[Begin Task inputs]

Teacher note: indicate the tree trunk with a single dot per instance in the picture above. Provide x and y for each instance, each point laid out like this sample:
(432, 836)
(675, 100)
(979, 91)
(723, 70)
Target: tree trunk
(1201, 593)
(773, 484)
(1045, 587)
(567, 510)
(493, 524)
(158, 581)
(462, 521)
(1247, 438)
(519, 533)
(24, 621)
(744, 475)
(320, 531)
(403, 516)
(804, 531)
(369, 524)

[End Task inputs]

__Work to do__
Find every line above that contains the word "trunk" and copy each one out. Case counts.

__Completed exercise__
Teacher note: indicate the tree trunk with a single dot per instance in the picture above. Provide x and y for each instance, each point laid out like this sample:
Target: tree trunk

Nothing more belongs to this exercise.